• [HOW TO COMPLETE THIS TASK] Images are to be dropped, and the rest of the data reproduced exactly.

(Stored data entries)
• • • • • • •
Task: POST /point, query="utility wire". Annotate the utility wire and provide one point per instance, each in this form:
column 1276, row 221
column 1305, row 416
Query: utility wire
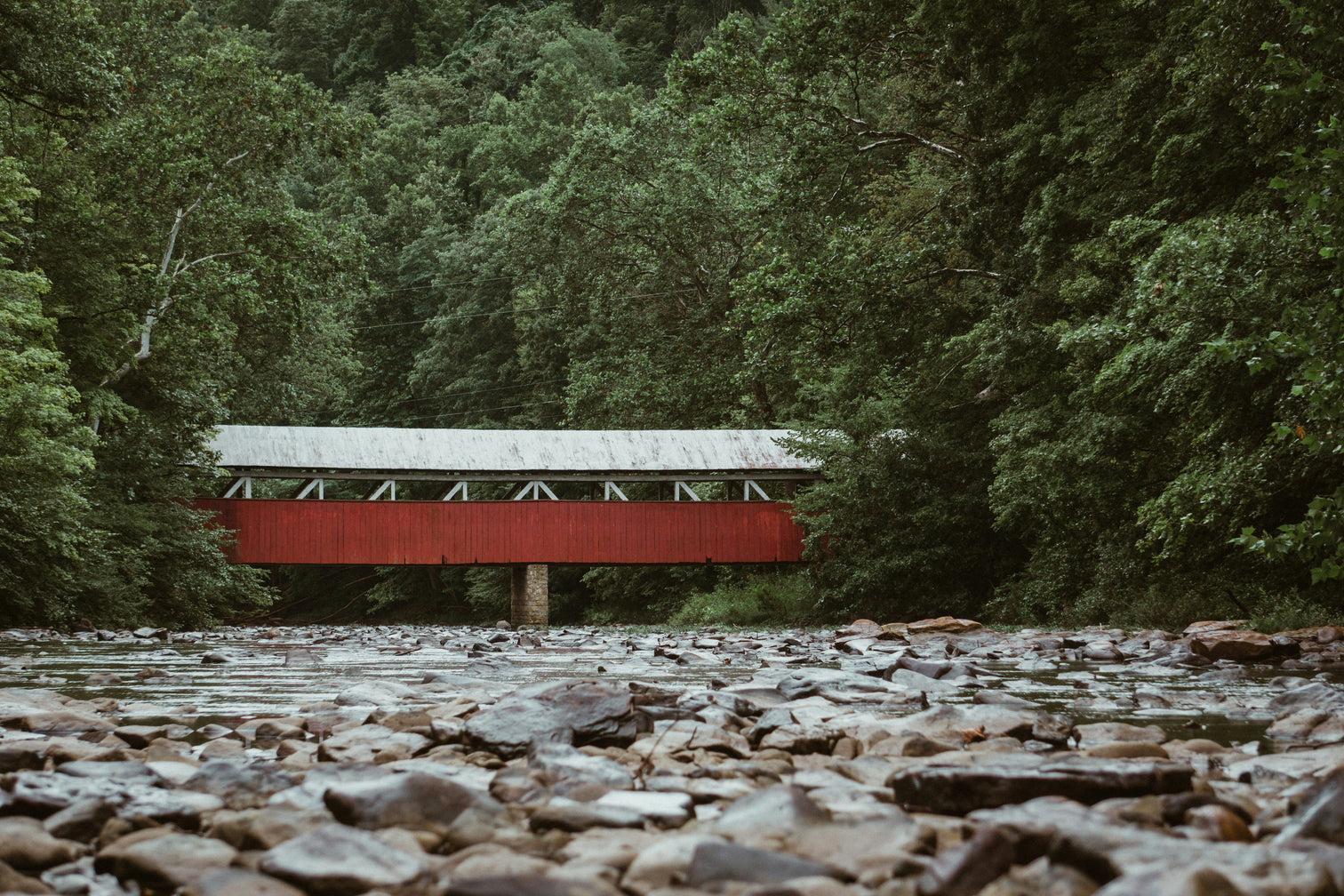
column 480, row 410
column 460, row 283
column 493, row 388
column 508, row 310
• • • • • • •
• [ANSWER BOX]
Task: POST /point, query="utility wire". Annotate the utility wire and provide one point per instance, each in this form:
column 1276, row 221
column 1305, row 416
Query: utility wire
column 480, row 410
column 460, row 283
column 493, row 388
column 508, row 310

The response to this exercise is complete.